• _Stated task_: Turn the records below into a Markdown table with two columns, Row and Text. Put a running number in Row and one line in Text, and skip any blank lines.

— Start of Material for this task —

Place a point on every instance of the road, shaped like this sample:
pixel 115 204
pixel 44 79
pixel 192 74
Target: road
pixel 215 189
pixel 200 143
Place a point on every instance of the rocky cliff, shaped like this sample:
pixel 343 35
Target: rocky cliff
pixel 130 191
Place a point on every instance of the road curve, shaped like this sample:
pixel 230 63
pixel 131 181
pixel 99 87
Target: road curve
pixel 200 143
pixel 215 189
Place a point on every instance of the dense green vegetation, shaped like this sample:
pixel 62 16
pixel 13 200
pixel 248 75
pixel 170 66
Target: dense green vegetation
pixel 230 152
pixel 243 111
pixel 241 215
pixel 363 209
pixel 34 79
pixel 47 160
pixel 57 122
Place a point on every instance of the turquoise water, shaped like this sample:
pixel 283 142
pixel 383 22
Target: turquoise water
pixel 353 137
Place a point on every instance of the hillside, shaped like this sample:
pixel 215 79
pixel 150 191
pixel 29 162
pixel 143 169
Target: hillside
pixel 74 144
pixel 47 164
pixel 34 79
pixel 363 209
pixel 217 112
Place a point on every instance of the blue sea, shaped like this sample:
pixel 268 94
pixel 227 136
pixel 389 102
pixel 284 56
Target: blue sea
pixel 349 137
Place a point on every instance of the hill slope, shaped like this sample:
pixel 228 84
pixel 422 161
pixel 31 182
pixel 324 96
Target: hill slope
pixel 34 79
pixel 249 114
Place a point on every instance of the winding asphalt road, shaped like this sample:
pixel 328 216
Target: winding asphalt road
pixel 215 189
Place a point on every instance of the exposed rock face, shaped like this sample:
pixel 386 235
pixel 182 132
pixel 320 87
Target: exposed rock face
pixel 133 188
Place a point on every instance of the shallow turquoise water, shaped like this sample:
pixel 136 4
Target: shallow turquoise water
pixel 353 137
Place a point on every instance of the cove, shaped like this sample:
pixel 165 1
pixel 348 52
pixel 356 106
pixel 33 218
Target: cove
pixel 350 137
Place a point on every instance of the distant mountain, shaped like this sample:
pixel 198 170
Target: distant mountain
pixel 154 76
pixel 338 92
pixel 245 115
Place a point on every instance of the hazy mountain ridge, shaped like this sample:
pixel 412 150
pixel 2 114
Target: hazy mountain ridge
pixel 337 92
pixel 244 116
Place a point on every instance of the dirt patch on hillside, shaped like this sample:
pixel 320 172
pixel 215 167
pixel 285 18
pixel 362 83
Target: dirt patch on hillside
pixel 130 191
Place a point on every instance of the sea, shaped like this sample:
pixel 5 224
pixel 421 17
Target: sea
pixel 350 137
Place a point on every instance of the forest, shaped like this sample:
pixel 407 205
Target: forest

— End of Material for this task —

• _Solution to the exercise_:
| Row | Text |
|---|---|
| 1 | Place a point on every instance of the road, shaped like this sample: |
| 2 | pixel 115 204 |
| 3 | pixel 44 79 |
| 4 | pixel 192 74 |
| 5 | Target: road |
| 6 | pixel 215 189 |
| 7 | pixel 200 143 |
| 8 | Place a point on every instance of the rocky cliff, shaped like this sample: |
| 9 | pixel 343 35 |
| 10 | Target: rocky cliff |
| 11 | pixel 130 191 |
| 12 | Place a point on every instance of the road curve, shaped like this sample: |
| 13 | pixel 230 63 |
| 14 | pixel 131 181 |
| 15 | pixel 99 87 |
| 16 | Target: road curve |
| 17 | pixel 200 143 |
| 18 | pixel 215 189 |
| 19 | Place a point on every instance of the dense green vegetation, shaped like this sample: |
| 20 | pixel 62 16 |
| 21 | pixel 13 200 |
| 22 | pixel 248 75 |
| 23 | pixel 170 66 |
| 24 | Target: dense green vegetation |
| 25 | pixel 230 152 |
| 26 | pixel 243 111 |
| 27 | pixel 241 215 |
| 28 | pixel 363 209 |
| 29 | pixel 34 79 |
| 30 | pixel 47 160 |
| 31 | pixel 57 122 |
| 32 | Place a point on every instance of the turquoise water, shaped like this sample: |
| 33 | pixel 283 142 |
| 34 | pixel 383 22 |
| 35 | Target: turquoise water |
| 36 | pixel 353 137 |
| 37 | Place a point on every instance of the hillside, shaped like this sample: |
| 38 | pixel 215 79 |
| 39 | pixel 150 191 |
| 40 | pixel 29 162 |
| 41 | pixel 143 169 |
| 42 | Target: hillside |
| 43 | pixel 74 144 |
| 44 | pixel 47 164 |
| 45 | pixel 34 79 |
| 46 | pixel 363 209 |
| 47 | pixel 217 112 |
| 48 | Place a point on every instance of the blue sea, shaped like this sample: |
| 49 | pixel 268 94 |
| 50 | pixel 227 136 |
| 51 | pixel 389 102 |
| 52 | pixel 284 56 |
| 53 | Target: blue sea |
| 54 | pixel 349 137 |
| 55 | Place a point on every instance of the hill slope, shaped like this sample: |
| 56 | pixel 228 84 |
| 57 | pixel 422 161 |
| 58 | pixel 31 182 |
| 59 | pixel 324 96 |
| 60 | Target: hill slope |
| 61 | pixel 34 79 |
| 62 | pixel 249 114 |
| 63 | Place a point on every instance of the winding asphalt road, shaped like this sample: |
| 64 | pixel 328 216 |
| 65 | Target: winding asphalt road |
| 66 | pixel 215 189 |
| 67 | Place a point on every instance of the exposed rock face, shaped like this sample: |
| 68 | pixel 386 235 |
| 69 | pixel 182 132 |
| 70 | pixel 320 87 |
| 71 | Target: exposed rock face |
| 72 | pixel 133 188 |
| 73 | Place a point on every instance of the shallow turquoise water, shaped like this sample: |
| 74 | pixel 136 4 |
| 75 | Target: shallow turquoise water |
| 76 | pixel 353 137 |
| 77 | Place a point on every instance of the cove, shaped like this sample: |
| 78 | pixel 165 1 |
| 79 | pixel 348 52 |
| 80 | pixel 356 106 |
| 81 | pixel 33 218 |
| 82 | Target: cove |
| 83 | pixel 350 137 |
| 84 | Place a point on every instance of the distant mountain, shaped like this sample: |
| 85 | pixel 198 170 |
| 86 | Target: distant mountain |
| 87 | pixel 154 76 |
| 88 | pixel 338 92 |
| 89 | pixel 245 115 |
| 90 | Place a point on every instance of the hazy mountain ridge, shaped like this sample: |
| 91 | pixel 412 150 |
| 92 | pixel 2 114 |
| 93 | Target: hazy mountain ridge |
| 94 | pixel 337 92 |
| 95 | pixel 244 116 |
| 96 | Place a point on every instance of the dirt patch on hillside, shaped like this sample: |
| 97 | pixel 320 172 |
| 98 | pixel 215 167 |
| 99 | pixel 285 18 |
| 100 | pixel 362 83 |
| 101 | Target: dirt patch on hillside |
| 102 | pixel 130 191 |
| 103 | Place a point on every instance of the sea, shaped like this sample: |
| 104 | pixel 5 224 |
| 105 | pixel 421 17 |
| 106 | Target: sea |
| 107 | pixel 350 137 |
| 108 | Place a point on every instance of the forest, shaped like this sample: |
| 109 | pixel 407 205 |
| 110 | Target: forest |